MATERIAL FOR THE TASK start

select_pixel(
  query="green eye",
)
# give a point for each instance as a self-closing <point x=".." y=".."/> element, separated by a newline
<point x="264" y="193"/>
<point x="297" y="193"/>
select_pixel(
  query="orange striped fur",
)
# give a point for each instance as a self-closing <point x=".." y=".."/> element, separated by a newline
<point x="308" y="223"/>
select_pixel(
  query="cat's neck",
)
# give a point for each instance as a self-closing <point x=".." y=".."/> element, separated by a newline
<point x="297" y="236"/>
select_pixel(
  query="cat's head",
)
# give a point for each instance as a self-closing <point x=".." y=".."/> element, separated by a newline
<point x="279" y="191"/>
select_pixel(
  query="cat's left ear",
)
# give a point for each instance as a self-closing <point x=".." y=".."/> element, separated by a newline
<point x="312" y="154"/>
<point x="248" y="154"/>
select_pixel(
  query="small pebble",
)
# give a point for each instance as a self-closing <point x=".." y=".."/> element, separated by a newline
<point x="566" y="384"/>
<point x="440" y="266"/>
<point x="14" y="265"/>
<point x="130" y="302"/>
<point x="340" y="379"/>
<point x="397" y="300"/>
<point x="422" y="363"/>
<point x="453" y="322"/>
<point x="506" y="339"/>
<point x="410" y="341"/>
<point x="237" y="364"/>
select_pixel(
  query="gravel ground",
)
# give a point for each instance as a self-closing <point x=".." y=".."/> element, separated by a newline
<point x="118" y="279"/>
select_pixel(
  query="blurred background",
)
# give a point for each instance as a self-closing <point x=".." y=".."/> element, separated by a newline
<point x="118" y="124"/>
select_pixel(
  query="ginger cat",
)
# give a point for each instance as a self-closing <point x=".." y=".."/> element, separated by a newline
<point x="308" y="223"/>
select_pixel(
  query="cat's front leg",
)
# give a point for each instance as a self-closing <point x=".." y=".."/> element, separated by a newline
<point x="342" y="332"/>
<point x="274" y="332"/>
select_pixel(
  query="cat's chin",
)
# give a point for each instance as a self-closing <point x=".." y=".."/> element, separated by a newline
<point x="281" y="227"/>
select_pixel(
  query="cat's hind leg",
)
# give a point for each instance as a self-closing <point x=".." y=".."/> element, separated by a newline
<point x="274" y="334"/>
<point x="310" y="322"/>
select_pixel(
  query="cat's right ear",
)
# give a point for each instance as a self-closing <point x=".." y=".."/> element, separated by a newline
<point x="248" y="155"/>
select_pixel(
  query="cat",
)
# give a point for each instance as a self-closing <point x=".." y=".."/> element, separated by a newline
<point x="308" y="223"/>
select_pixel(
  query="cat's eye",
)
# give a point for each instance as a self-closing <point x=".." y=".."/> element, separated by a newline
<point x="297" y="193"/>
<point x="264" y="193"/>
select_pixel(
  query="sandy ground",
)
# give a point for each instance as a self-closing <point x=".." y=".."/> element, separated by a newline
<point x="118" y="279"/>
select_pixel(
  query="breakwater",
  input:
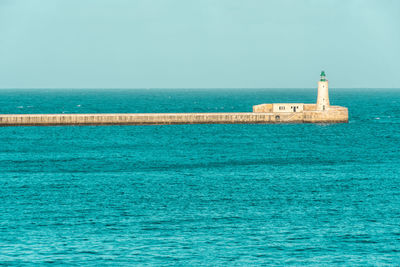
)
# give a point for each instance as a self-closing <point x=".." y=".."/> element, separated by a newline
<point x="334" y="115"/>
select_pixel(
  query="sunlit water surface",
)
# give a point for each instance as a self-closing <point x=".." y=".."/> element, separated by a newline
<point x="200" y="194"/>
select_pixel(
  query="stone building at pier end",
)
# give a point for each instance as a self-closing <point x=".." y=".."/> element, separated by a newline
<point x="320" y="112"/>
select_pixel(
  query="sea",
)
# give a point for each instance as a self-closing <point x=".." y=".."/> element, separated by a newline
<point x="208" y="195"/>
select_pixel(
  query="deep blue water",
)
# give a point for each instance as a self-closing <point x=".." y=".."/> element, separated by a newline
<point x="200" y="194"/>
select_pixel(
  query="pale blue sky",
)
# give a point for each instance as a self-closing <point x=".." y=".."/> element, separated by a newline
<point x="199" y="43"/>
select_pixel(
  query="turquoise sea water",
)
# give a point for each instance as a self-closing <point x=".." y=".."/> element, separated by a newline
<point x="200" y="194"/>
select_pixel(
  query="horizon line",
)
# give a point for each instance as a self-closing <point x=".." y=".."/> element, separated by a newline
<point x="189" y="88"/>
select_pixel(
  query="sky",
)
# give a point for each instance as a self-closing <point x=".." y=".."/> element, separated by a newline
<point x="199" y="43"/>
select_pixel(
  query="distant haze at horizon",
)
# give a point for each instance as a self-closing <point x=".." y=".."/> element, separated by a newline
<point x="198" y="44"/>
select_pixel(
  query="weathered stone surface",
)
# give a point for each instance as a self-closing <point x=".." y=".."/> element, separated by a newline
<point x="332" y="115"/>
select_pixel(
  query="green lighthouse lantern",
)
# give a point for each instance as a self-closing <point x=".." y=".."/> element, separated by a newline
<point x="323" y="78"/>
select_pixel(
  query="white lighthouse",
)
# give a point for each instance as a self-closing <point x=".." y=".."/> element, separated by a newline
<point x="323" y="94"/>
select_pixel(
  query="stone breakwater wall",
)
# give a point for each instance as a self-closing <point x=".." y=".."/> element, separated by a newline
<point x="334" y="115"/>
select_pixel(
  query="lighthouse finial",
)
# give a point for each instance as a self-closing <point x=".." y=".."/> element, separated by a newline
<point x="323" y="76"/>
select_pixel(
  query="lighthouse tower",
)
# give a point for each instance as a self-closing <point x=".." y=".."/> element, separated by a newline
<point x="323" y="94"/>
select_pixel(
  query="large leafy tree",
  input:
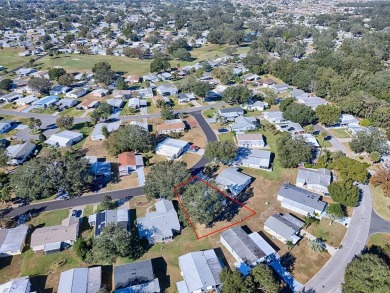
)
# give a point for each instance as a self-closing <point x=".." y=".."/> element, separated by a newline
<point x="103" y="73"/>
<point x="328" y="114"/>
<point x="237" y="94"/>
<point x="223" y="151"/>
<point x="367" y="273"/>
<point x="300" y="113"/>
<point x="344" y="192"/>
<point x="164" y="177"/>
<point x="293" y="150"/>
<point x="202" y="203"/>
<point x="130" y="138"/>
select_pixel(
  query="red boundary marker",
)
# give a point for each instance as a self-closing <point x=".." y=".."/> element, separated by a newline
<point x="219" y="191"/>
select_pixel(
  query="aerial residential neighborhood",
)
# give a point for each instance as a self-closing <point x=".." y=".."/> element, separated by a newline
<point x="194" y="146"/>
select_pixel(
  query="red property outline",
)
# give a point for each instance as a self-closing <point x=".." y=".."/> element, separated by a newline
<point x="219" y="191"/>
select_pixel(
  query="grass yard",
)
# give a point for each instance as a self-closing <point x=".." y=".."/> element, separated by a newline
<point x="381" y="203"/>
<point x="339" y="132"/>
<point x="10" y="60"/>
<point x="86" y="62"/>
<point x="50" y="218"/>
<point x="331" y="234"/>
<point x="227" y="136"/>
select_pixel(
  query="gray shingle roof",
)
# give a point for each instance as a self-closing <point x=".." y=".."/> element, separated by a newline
<point x="243" y="245"/>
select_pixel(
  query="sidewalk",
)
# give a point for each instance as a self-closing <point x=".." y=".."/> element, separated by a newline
<point x="332" y="250"/>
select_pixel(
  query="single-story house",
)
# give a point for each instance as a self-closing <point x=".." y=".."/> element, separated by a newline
<point x="66" y="103"/>
<point x="316" y="180"/>
<point x="200" y="271"/>
<point x="136" y="103"/>
<point x="52" y="238"/>
<point x="233" y="180"/>
<point x="5" y="127"/>
<point x="99" y="93"/>
<point x="275" y="117"/>
<point x="346" y="120"/>
<point x="300" y="200"/>
<point x="46" y="102"/>
<point x="129" y="162"/>
<point x="230" y="114"/>
<point x="65" y="138"/>
<point x="11" y="97"/>
<point x="251" y="140"/>
<point x="76" y="93"/>
<point x="97" y="133"/>
<point x="27" y="100"/>
<point x="12" y="240"/>
<point x="171" y="148"/>
<point x="256" y="106"/>
<point x="136" y="277"/>
<point x="284" y="227"/>
<point x="115" y="103"/>
<point x="119" y="217"/>
<point x="18" y="153"/>
<point x="160" y="225"/>
<point x="81" y="280"/>
<point x="247" y="250"/>
<point x="164" y="100"/>
<point x="167" y="90"/>
<point x="242" y="124"/>
<point x="121" y="94"/>
<point x="19" y="285"/>
<point x="252" y="158"/>
<point x="175" y="125"/>
<point x="146" y="93"/>
<point x="185" y="98"/>
<point x="290" y="127"/>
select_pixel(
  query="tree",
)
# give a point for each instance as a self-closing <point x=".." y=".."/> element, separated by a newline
<point x="300" y="113"/>
<point x="293" y="150"/>
<point x="376" y="276"/>
<point x="382" y="178"/>
<point x="371" y="140"/>
<point x="285" y="103"/>
<point x="202" y="203"/>
<point x="350" y="169"/>
<point x="223" y="151"/>
<point x="236" y="94"/>
<point x="6" y="84"/>
<point x="39" y="84"/>
<point x="328" y="114"/>
<point x="130" y="138"/>
<point x="66" y="79"/>
<point x="317" y="245"/>
<point x="335" y="211"/>
<point x="65" y="122"/>
<point x="264" y="279"/>
<point x="56" y="72"/>
<point x="107" y="203"/>
<point x="164" y="177"/>
<point x="159" y="64"/>
<point x="167" y="112"/>
<point x="344" y="192"/>
<point x="103" y="73"/>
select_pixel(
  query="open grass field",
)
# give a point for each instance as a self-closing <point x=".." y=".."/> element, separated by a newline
<point x="381" y="203"/>
<point x="9" y="58"/>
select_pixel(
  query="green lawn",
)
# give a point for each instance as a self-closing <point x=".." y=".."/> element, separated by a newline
<point x="86" y="62"/>
<point x="340" y="132"/>
<point x="227" y="136"/>
<point x="10" y="60"/>
<point x="50" y="218"/>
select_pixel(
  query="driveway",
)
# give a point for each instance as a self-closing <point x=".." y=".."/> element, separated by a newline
<point x="331" y="276"/>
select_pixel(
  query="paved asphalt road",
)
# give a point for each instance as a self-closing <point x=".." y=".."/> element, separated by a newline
<point x="330" y="277"/>
<point x="118" y="194"/>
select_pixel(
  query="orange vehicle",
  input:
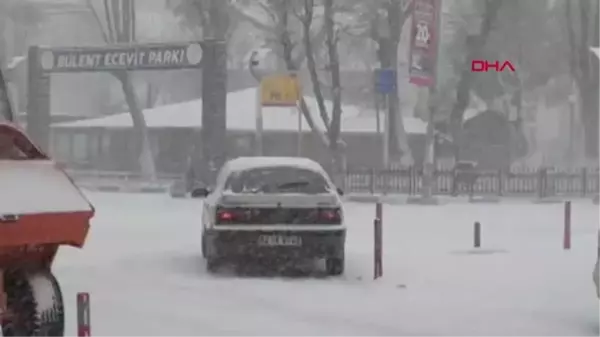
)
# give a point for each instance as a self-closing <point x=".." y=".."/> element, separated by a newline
<point x="40" y="210"/>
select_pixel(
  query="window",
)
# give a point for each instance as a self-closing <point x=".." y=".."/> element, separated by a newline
<point x="277" y="180"/>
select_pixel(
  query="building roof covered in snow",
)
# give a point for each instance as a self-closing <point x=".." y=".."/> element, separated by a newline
<point x="241" y="117"/>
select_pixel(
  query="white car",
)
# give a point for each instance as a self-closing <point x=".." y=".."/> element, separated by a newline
<point x="273" y="208"/>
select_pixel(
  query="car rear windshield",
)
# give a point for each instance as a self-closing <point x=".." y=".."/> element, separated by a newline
<point x="277" y="180"/>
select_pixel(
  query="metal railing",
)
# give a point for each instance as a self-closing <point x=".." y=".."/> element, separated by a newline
<point x="543" y="182"/>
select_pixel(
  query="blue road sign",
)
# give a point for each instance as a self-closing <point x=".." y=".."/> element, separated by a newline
<point x="385" y="81"/>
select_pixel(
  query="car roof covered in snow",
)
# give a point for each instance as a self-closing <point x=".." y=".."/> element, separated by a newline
<point x="249" y="163"/>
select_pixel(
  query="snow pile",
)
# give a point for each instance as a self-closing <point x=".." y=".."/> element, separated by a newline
<point x="37" y="186"/>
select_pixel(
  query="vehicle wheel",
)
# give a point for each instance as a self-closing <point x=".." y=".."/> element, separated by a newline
<point x="53" y="319"/>
<point x="335" y="266"/>
<point x="25" y="320"/>
<point x="204" y="245"/>
<point x="212" y="264"/>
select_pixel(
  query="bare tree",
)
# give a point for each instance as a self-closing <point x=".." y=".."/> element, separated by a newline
<point x="391" y="16"/>
<point x="584" y="32"/>
<point x="120" y="23"/>
<point x="332" y="121"/>
<point x="475" y="45"/>
<point x="279" y="34"/>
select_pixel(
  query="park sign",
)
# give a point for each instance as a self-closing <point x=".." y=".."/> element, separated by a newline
<point x="126" y="57"/>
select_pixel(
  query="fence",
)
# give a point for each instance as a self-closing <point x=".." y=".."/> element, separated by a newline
<point x="542" y="182"/>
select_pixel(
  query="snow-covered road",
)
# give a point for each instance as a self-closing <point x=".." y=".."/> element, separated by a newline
<point x="143" y="269"/>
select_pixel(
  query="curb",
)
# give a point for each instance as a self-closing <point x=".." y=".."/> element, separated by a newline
<point x="125" y="189"/>
<point x="549" y="200"/>
<point x="485" y="200"/>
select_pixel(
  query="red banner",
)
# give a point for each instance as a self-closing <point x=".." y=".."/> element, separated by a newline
<point x="424" y="42"/>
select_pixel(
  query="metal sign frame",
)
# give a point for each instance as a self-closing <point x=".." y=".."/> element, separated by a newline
<point x="208" y="55"/>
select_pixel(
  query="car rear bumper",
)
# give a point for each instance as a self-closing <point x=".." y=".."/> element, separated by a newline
<point x="245" y="244"/>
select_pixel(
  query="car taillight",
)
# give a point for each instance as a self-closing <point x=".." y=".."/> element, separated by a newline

MATERIAL FOR THE TASK end

Can you filter the entries above and copy every line that contains the word "vehicle"?

## OUTPUT BELOW
  query="orange vehicle",
  query="vehicle wheel",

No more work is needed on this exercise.